Start of Block

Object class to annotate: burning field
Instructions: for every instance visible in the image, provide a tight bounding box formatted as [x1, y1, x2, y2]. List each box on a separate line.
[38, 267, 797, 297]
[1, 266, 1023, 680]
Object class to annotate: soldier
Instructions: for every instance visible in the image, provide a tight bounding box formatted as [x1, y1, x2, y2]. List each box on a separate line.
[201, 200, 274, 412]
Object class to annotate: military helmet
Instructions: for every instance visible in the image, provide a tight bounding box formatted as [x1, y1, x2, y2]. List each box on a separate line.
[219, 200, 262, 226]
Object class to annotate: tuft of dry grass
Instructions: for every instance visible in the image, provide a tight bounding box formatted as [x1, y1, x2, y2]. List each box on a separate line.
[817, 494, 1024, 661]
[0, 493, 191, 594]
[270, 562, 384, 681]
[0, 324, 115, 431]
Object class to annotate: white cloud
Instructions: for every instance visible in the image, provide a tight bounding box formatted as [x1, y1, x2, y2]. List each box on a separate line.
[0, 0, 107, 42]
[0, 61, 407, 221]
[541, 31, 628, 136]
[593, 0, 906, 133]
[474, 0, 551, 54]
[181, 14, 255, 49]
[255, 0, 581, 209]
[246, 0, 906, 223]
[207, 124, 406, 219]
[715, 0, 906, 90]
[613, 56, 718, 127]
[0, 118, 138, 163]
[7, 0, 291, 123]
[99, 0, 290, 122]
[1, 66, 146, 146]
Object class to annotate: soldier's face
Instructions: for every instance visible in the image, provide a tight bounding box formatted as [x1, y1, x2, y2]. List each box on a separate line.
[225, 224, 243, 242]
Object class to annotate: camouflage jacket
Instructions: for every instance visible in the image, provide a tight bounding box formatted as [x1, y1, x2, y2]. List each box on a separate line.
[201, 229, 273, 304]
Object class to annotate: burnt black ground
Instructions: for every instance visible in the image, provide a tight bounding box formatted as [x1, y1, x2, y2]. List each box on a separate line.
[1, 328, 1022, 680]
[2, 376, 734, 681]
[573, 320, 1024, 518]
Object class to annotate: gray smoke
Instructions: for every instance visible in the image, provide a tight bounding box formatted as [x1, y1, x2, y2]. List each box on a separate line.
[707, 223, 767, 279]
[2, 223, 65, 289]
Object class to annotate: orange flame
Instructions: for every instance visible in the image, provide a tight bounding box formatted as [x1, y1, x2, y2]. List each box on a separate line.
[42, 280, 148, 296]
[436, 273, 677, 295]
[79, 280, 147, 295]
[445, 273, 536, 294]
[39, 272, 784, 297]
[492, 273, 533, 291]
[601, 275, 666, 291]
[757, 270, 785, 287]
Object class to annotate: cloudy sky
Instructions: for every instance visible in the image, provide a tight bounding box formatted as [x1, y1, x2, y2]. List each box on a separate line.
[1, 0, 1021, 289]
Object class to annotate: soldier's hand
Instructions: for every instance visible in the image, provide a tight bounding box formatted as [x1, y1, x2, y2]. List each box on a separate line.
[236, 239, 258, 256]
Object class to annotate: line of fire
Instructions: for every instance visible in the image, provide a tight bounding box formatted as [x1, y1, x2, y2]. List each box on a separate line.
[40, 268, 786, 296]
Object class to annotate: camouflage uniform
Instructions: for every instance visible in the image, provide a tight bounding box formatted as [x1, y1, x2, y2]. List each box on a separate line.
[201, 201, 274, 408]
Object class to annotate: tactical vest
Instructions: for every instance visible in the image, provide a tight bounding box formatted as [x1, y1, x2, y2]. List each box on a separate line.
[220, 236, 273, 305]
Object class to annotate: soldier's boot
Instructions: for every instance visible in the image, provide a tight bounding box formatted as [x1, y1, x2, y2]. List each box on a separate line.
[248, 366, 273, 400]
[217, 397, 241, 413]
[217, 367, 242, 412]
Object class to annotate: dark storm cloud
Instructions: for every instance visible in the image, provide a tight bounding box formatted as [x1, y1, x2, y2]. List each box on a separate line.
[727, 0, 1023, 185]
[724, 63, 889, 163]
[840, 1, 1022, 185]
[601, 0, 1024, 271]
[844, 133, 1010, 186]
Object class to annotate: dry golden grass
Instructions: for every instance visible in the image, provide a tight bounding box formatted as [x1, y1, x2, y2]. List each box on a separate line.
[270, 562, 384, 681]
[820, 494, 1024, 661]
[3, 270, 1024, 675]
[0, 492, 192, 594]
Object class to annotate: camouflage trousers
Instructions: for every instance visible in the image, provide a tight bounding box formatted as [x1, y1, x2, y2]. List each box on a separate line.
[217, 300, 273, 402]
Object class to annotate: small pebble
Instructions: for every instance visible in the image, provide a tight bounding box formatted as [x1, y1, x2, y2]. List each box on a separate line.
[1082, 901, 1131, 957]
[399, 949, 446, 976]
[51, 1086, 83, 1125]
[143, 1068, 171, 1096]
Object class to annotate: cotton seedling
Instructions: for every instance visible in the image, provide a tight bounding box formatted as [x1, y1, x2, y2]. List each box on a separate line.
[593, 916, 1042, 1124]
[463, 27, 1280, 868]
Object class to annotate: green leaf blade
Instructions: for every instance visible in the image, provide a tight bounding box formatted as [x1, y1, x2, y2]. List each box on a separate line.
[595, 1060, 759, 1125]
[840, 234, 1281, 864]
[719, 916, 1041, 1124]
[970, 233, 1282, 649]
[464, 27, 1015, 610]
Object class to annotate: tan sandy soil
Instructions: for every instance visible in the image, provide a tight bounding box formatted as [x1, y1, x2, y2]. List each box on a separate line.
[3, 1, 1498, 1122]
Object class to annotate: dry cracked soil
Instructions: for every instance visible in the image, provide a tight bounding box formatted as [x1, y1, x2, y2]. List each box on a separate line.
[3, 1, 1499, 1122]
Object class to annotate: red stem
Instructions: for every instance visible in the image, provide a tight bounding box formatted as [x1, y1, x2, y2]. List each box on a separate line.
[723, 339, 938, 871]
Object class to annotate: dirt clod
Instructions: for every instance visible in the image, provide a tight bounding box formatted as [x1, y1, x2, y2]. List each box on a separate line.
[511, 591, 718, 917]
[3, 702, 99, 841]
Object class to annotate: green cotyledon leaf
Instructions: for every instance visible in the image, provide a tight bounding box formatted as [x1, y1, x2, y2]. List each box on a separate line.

End of Block

**TASK DETAILS:** In the entries above, identify each line that includes the string "camouflage", then copy it.

**EXPECTED ANSWER:**
Object class to annotate: camouflage jacket
Object class to annotate: camouflage uniform
Object class to annotate: camouflage trousers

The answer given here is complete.